EXTRACT PROVIDED:
===============
South Birmingham stepped in, taking over City College “with no support from the government. We had to absorb everything in terms of the financial impact,” Hopkins says. The college went from financial good health to taking on millions in debt, some of which is still being paid off.
But it wasn’t just the finances that left it to sink or swim. “To be honest at the point at which we signed all the documents, all the various agencies said, ‘Oh, thank you very much’, and we didn’t hear from them again. We were on speed dial until then, and they just disappeared.”
It took three years of slog to get systems integrated, staff aligned, and the finances back on an even keel. They told tutors to forget about the finance and focus on the students, but behind the scenes the admin team was working frantically to stay afloat. Hopkins describes the period as being like a “swan going across the water, you don’t see the legs going mad”.
The transaction unit was bureaucracy gone mad
By 2015 the college managed a grade 2 across the board in its Ofsted inspection, which said that “leaders have been successful in raising the overall success rates following a decline brought about by the merger three years ago”.
But just as things were starting to feel settled, it was hit with £15 million in austerity cuts to its adult education budget and the area review process began, in which the FE Commissioner was tasked with assessing provision in each part of the country and recommending potential mergers. Birmingham was one of the first to come under scrutiny and Hopkins recalls that “the commissioner came in with a clear view of what he wanted, which was a merger of us, Birmingham Met because it was in trouble, and Bournville College”.
Birmingham Metropolitan College, a 30,000-learner, seven-campus giant with a grade 3 Ofsted rating, had already received £4.5 million in exceptional financial support in the previous 12 months and had its financial management branded “not acceptable” by David Collins, then the FE commissioner.
Bournville, a medium-sized college on the site of the former Rover factory in Longbridge, was also in financial dire straits. “We knew that no college could take on Bournville’s debts,” Hopkins says.
A civil engineering student operates a theodolite at the construction facility at Bordesley Green
He was clear that taking on both, to form the largest college in the country, “wasn’t doable without potentially collapsing everything”. He refused.
But there was a local issue that the college governors and executive felt a responsibility to help with. Bournville College was relocated in 2011 from its University of Birmingham home to a purpose-built campus on the former Rover site as part of the government’s strategy to redevelop the area after Rover MG went into administration in 2005, leaving 6,000 people without jobs.
===============
DATA SUPPLIED:
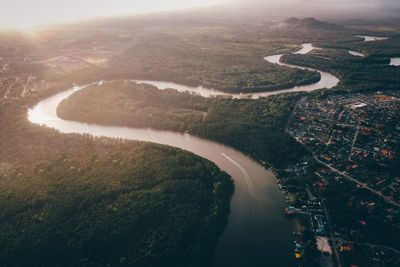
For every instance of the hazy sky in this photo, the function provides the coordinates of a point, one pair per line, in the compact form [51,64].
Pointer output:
[28,13]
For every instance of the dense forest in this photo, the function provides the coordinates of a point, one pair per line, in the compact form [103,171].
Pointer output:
[357,74]
[143,205]
[76,200]
[215,60]
[256,127]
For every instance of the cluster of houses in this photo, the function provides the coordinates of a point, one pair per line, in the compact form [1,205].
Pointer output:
[17,80]
[358,134]
[354,135]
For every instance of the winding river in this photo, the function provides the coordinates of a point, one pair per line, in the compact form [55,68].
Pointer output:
[257,234]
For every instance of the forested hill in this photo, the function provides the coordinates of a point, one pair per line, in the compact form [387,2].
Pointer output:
[140,205]
[256,127]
===============
INSTRUCTIONS:
**1)** According to the article about the Birmingham college mergers, how much exceptional financial support had Birmingham Metropolitan College received in the previous 12 months?
**2)** Say whether each statement agrees with the article about the Birmingham college mergers, answering yes or no and quoting the words from the article that decide it: (a) By 2015 the college had earned a grade 2 in every area of its Ofsted inspection. (b) Bournville College moved to the former Rover site in 2005. (c) Hopkins agreed to take on both Birmingham Met and Bournville.
**3)** Proceed with the article about the Birmingham college mergers, picking up after its final sentence.

THE REPLIES:
**1)** £4.5 million.

**2)**
(a) Yes: "By 2015 the college managed a grade 2 across the board in its Ofsted inspection"
(b) No: "Bournville College was relocated in 2011"
(c) No: "He refused."

**3)**
South and City offered to enter conversations about a deal to take over Bournville – as long the government would cover the debt. But the way Hopkins describes the discussions, as soon as it hinted it would be prepared to consider the merger, the “floodgates” opened.
This was a time when everything was in flux. “The insolvency regime was on the horizon,” he recalls, “so the banks had changed their standpoint completely, the pension fund was jumping around all over the place because of the insolvency regime and were saying, well, colleges are now a massive risk. Then they brought in something called the transaction unit, which was bureaucracy gone mad.”
The transaction unit is a team in the Education, Skills and Funding Agency tasked with allocating funds for mergers arising from the area reviews – from the “restructuring facility” fund of £726 million.
South and City received some financial support from this fund (the amount is confidential), but it was still lumped with a £15 million mortgage and at least £5 million in bank loans with “stupidly high interest rates” and penalty clauses preventing it from paying them off early.
The 2017-18 accounts show bank loans of £26 million, plus £3.6 million owed to the ESFA. The college is currently trying to sell properties to allow it to restructure its debt, Hopkins says, which will take at least ten years to pay off.
“Bluntly, the government got it wrong. We were one of the first two through and it told us it couldn’t get rid of bank debts, so we inherited bank debts. It subsequently got rid of bank debts in other colleges. That would have put us in a far stronger position.
“What we could do with is the transaction unit coming back in reviewing what it did and then addressing it and saying actually, we’ll inject some more to get rid of at least one of the bank loans.”
The restructuring facility fund, however, closed last year with £256 million still left unspent.
In the meantime, the senior team at South and City is keen to push the narrative that students are entirely protected from the impact – and Ofsted awarded its provision another solid grade 2 in January of this year. When pressed, however, Hopkins admits that as well as freezing staff pay, it has had to slash support services such as mentors and mental health workers. “Having those sort of key people to work in community with families and with the students, that’s the bit that’s gone out the window.”
Hopkins’ £180,000 salary for an institution with a turnover of £78 million seems relatively modest when benchmarked against others in the sector. Last year 73 principals were paid more than £150,000 and the highest paid, Matt Hamnett, the former principal of North Hertfordshire College, received £294,000 for a college with a turnover of £30 million.
For someone who’s taken a massive institution through the fire, twice, Hopkins comes over as remarkably stoical – something he attributes to the “excessive amounts of exercise” he does as a racing cyclist. My questions about work-life balance don’t seem to compute. “I live and breathe this,” he insists. “I get a real buzz out of what I do and what we achieve. I love it and I haven’t run out of energy yet, I haven’t stopped enjoying what I do, and I mean even with all the downsides.”
His management style is to be relentlessly present. “A lot of the staff at Bournville think I spend most of my time here. If you ask the people at Digbeth [another of the eight campuses], they’ll say the same thing.”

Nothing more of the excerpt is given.